DIRECTIONS FOR THIS TASK:
Keep every line of the data below that has the string "vegetable" and present those lines.

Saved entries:

────

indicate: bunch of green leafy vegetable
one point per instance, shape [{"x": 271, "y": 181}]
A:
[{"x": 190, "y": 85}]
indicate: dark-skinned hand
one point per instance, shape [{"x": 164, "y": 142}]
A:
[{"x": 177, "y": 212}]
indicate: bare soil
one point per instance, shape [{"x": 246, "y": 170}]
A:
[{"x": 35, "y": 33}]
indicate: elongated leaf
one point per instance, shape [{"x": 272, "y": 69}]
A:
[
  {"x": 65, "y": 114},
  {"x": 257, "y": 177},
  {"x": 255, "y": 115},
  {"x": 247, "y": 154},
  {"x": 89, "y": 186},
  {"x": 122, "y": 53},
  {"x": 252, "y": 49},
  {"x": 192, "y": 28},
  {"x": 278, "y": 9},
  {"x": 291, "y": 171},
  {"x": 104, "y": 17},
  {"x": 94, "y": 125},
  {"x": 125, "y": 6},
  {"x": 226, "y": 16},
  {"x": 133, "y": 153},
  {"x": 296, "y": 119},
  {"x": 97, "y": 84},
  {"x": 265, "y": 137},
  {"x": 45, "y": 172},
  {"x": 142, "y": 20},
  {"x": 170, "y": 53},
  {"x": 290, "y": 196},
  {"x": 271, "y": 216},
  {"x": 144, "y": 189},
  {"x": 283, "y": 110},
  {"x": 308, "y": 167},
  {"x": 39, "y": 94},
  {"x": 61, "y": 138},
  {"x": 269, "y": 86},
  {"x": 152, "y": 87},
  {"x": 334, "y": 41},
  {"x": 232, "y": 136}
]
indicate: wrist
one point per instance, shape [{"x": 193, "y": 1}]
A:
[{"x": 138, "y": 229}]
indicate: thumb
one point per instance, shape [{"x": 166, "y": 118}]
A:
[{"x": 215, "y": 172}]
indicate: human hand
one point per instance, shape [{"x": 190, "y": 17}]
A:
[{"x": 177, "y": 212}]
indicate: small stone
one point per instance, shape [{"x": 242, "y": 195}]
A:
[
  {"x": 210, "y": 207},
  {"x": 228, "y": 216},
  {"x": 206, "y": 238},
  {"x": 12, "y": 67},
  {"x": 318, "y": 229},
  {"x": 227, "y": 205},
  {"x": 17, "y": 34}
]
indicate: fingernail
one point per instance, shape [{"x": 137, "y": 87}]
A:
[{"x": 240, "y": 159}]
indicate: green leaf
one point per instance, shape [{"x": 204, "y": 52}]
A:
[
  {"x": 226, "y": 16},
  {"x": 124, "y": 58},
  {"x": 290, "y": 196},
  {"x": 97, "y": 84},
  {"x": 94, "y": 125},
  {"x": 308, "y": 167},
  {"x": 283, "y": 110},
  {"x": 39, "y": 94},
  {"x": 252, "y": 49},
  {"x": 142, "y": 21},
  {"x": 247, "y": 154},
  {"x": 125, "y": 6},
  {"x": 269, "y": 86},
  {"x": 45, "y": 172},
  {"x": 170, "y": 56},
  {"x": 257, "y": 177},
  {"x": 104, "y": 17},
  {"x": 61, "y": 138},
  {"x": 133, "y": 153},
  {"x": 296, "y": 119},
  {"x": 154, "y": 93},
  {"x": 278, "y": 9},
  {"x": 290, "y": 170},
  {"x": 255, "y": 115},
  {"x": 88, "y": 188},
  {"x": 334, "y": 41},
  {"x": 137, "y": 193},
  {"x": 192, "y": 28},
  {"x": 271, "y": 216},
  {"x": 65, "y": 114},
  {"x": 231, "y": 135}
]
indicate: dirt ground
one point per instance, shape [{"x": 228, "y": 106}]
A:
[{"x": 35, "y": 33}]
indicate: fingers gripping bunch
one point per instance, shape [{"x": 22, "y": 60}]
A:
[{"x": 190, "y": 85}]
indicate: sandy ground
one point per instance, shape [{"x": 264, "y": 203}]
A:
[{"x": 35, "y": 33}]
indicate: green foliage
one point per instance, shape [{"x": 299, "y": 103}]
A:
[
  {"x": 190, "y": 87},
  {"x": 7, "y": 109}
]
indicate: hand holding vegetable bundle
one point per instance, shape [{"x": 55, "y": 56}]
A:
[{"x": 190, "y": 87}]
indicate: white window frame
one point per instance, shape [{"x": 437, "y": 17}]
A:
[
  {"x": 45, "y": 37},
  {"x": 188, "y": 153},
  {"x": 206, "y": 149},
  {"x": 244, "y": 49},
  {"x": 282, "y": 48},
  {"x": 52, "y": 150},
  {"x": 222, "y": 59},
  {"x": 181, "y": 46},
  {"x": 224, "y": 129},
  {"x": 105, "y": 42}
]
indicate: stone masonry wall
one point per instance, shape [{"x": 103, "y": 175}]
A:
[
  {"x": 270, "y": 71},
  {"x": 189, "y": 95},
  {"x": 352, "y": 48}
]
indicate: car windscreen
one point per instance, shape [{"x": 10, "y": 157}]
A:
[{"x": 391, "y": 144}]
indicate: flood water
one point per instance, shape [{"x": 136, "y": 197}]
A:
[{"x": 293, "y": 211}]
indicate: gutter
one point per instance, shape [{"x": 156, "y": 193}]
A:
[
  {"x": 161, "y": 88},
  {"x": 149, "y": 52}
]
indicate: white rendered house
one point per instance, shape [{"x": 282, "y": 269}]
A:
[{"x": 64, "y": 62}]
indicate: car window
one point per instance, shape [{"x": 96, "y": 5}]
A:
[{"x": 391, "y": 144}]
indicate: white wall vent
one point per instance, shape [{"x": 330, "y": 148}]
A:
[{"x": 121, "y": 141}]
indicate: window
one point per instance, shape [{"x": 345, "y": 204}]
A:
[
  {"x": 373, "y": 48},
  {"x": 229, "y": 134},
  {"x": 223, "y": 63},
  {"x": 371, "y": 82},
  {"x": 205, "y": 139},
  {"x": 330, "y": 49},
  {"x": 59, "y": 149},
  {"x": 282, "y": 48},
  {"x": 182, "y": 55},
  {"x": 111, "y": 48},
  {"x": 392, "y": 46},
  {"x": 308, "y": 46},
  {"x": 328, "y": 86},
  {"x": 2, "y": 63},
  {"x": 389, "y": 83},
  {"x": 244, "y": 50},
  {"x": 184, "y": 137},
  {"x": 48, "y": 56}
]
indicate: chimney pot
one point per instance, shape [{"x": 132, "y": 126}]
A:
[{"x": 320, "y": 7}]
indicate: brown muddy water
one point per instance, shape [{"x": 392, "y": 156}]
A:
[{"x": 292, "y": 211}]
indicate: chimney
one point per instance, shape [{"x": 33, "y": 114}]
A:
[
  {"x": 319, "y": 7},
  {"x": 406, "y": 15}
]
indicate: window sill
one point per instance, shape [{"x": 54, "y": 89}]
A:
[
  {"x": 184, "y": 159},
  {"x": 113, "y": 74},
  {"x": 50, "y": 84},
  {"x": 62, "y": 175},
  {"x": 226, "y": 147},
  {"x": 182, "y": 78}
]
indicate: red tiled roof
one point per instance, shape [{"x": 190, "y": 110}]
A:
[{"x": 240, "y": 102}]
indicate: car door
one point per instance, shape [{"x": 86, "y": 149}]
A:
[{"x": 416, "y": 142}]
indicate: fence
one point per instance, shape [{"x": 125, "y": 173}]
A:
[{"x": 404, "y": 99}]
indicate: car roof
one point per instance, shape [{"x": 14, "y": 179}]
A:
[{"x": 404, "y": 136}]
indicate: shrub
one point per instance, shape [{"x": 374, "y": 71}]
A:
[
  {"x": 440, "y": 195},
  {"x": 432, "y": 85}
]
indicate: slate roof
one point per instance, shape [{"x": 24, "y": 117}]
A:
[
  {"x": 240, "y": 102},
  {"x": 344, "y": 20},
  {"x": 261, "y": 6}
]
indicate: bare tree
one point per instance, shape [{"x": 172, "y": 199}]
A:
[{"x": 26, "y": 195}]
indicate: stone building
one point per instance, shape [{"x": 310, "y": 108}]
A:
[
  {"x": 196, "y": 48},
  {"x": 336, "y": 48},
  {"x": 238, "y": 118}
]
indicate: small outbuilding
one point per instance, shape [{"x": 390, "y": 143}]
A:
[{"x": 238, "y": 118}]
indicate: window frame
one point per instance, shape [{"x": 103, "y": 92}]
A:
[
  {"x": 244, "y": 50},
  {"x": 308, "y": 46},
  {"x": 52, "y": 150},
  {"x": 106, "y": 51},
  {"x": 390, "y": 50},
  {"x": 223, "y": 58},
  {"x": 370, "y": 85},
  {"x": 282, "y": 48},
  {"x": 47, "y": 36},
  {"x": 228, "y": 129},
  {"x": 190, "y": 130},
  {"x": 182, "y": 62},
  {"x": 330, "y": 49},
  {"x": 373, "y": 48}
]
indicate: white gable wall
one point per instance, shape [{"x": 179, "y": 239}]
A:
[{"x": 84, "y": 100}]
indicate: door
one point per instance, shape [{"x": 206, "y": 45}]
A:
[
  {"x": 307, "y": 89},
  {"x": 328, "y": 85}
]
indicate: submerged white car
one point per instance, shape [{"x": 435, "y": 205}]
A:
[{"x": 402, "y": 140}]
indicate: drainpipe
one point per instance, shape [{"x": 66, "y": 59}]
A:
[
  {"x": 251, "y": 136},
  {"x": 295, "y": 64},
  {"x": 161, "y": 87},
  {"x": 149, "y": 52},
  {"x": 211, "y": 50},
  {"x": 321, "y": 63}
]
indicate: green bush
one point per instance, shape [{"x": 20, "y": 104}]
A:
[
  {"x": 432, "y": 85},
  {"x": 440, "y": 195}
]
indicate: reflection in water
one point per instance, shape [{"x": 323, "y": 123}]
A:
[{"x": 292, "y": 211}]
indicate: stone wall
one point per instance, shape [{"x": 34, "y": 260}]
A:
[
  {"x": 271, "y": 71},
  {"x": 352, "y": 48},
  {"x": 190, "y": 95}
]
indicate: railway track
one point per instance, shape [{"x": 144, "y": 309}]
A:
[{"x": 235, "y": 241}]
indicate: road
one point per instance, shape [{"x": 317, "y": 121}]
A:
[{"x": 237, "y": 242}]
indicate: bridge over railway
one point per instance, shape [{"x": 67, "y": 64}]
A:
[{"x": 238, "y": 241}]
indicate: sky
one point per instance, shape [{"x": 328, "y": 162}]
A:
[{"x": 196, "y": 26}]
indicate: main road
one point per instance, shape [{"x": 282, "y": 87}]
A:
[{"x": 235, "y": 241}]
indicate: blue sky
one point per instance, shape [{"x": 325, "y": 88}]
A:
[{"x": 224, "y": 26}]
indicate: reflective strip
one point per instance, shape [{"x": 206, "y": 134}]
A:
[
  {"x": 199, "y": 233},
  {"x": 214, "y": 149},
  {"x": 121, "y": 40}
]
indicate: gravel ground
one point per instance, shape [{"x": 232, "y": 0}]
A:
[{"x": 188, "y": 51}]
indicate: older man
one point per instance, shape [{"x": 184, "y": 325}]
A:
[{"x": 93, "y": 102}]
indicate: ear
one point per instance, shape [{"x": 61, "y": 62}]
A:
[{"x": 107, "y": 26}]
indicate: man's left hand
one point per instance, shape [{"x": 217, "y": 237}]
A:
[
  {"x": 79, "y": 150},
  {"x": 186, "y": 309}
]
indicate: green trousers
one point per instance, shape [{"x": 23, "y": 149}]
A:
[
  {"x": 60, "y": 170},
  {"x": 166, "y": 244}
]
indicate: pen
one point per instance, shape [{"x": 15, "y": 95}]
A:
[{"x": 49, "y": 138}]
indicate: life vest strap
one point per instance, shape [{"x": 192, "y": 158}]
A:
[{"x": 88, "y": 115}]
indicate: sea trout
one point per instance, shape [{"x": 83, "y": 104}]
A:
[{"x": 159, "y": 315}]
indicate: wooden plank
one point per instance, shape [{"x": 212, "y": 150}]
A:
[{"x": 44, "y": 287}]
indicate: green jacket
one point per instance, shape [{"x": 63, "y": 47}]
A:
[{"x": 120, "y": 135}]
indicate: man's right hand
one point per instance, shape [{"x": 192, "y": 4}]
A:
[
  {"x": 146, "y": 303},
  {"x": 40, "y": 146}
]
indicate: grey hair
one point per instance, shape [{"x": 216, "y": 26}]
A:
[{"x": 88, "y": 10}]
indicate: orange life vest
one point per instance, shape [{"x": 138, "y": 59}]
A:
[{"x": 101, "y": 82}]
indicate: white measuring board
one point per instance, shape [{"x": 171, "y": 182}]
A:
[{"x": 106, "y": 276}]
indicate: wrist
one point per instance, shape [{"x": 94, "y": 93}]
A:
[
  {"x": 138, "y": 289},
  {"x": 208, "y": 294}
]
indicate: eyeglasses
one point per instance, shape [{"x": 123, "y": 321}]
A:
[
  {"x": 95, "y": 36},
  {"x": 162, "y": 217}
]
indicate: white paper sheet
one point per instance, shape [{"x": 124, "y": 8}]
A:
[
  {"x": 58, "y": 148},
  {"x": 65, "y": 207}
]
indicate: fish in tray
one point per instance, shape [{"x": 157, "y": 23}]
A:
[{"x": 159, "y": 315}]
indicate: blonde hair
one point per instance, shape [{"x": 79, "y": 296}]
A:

────

ANSWER TO THE EXERCISE:
indicate: bunch of green leafy vegetable
indicate: hand holding vegetable bundle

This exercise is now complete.